■ Challenge: Rewrite the part of the entries below that opens with the line containing "A point falls on each instance of the dark jacket" and closes with the line containing "(1031, 228)", changing "dark jacket" to "black coat" and leaving everything else as it is. Give only those lines.

■ Dataset excerpts:
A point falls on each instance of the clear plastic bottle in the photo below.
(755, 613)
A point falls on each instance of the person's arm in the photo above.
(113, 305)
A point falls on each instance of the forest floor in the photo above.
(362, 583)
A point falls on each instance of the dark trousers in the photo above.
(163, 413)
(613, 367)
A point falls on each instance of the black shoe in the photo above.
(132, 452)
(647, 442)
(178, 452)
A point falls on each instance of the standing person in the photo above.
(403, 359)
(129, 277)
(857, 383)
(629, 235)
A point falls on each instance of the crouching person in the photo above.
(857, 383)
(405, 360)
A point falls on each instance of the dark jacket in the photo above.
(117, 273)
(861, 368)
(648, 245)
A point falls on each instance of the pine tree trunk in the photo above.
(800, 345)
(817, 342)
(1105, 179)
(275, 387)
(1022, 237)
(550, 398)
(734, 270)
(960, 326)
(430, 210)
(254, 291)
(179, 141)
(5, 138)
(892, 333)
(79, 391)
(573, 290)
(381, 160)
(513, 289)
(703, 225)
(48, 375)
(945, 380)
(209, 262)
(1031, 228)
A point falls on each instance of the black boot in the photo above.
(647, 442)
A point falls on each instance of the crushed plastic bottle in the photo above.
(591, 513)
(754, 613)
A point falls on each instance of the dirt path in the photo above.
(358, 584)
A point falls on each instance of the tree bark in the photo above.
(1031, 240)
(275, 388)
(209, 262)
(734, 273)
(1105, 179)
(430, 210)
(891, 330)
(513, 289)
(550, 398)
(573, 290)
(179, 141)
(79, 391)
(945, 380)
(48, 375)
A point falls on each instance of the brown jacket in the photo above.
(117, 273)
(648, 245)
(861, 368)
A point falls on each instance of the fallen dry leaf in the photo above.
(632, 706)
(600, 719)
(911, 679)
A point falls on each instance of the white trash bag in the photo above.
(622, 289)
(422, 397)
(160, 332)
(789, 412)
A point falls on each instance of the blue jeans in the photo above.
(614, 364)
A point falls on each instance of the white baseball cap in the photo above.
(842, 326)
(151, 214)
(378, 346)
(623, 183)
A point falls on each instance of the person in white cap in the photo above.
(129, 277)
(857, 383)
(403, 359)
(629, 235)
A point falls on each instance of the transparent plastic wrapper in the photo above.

■ Response to this exercise:
A point falls on each instance of the black coat in the photo above.
(117, 273)
(861, 368)
(648, 245)
A point falls on each instance of the pine tree trunk in the photo above.
(800, 345)
(817, 342)
(1105, 179)
(275, 387)
(1022, 237)
(550, 398)
(734, 270)
(960, 326)
(430, 210)
(254, 291)
(179, 141)
(5, 138)
(892, 333)
(79, 391)
(573, 290)
(381, 160)
(513, 289)
(703, 225)
(48, 375)
(945, 380)
(209, 262)
(1031, 228)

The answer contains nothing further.